— BEGIN Raw data —

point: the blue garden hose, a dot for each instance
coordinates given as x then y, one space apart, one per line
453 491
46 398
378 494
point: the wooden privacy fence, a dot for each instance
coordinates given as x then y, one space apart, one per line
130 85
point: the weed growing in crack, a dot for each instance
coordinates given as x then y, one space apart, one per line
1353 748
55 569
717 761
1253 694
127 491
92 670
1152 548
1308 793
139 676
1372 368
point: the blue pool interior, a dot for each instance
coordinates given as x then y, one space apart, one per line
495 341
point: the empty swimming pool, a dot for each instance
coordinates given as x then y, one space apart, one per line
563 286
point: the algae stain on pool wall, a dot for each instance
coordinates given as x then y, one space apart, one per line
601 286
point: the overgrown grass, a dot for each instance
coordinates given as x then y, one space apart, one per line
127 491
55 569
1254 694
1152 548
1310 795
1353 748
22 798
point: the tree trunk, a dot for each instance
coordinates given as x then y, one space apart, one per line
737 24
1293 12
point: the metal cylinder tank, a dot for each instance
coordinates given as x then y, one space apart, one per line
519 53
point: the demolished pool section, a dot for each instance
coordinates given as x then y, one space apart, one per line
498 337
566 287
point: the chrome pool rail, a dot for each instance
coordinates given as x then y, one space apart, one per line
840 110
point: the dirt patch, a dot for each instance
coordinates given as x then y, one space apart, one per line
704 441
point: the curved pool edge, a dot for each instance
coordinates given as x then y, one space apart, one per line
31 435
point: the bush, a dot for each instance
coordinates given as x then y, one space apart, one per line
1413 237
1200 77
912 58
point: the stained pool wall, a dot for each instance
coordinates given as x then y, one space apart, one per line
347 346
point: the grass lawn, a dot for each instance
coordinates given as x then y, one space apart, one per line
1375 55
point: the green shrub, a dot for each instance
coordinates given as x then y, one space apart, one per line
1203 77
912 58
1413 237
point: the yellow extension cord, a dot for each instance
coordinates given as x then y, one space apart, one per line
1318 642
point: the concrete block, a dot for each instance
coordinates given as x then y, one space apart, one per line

— END Raw data —

Could you render the whole listing above as a numbered list, leaving out any blank lines?

1. point: the blue garden hose, a dot for each instance
2. coordinates given as x then y, one space apart, one per line
3. 453 491
4. 46 398
5. 378 494
6. point: the wooden privacy fence, a dot for each instance
7. coordinates given as x then y, one space apart, one per line
8. 130 85
9. point: the weed growing in crack, a dot for each instance
10. coordinates given as x then y, one space apart, one per line
11. 1353 748
12. 55 569
13. 717 761
14. 1253 694
15. 127 491
16. 92 670
17. 1152 548
18. 1308 793
19. 139 676
20. 1372 368
21. point: the blue pool interior, a dot for each instance
22. coordinates given as x then y, one space apart, one per line
23. 495 341
24. point: the empty swimming pool, a dot for each instance
25. coordinates given as x then y, one space apart, one per line
26. 563 286
27. point: the algae stain on pool wall, a dot for each instance
28. coordinates given as x then y, one space apart, one per line
29. 601 286
30. point: the overgrown grass, a dot for each instance
31. coordinates given as x then y, one space apart, one per line
32. 127 491
33. 55 569
34. 1254 694
35. 1152 548
36. 1310 795
37. 1353 748
38. 22 798
39. point: the tree trunk, a dot for each instance
40. coordinates given as x then y, one space apart, one per line
41. 737 24
42. 1293 12
43. point: the metal cylinder tank, a dot for each instance
44. coordinates given as x then y, one space apart, one per line
45. 519 53
46. point: the demolished pool section, a dot for each instance
47. coordinates given as x then y, one space apart, one per line
48. 498 337
49. 566 287
50. point: the chrome pool rail, a dot for each instance
51. coordinates given as x then y, one space apart, one per line
52. 840 110
53. point: the dirt patch, a dot for each instance
54. coordinates given as x then y, one space apart, one per line
55. 704 441
56. point: the curved pool edge, a dot for each instance
57. coordinates given as x then y, one space apart, one per line
58. 31 435
59. point: the bush, a dot for each instance
60. coordinates given as x then y, one space apart, one per line
61. 1413 237
62. 1200 77
63. 912 58
64. point: the stained pool wall, a dot for each instance
65. coordinates given as x then y, one space apart, one per line
66. 347 346
67. point: the grass lawn, a dot for each instance
68. coordinates given as x then y, one space apart, one per line
69. 1375 55
70. point: the green shrub, a dot for each instance
71. coordinates given as x then y, one space apart, one per line
72. 1203 77
73. 912 58
74. 1413 237
75. point: the yellow extension cord, a dot for each instance
76. coordinates given as x then y, one space apart, one per line
77. 1318 642
78. point: the concrete block, a dot for each instance
79. coordinates given as x then y, one space apart, one per line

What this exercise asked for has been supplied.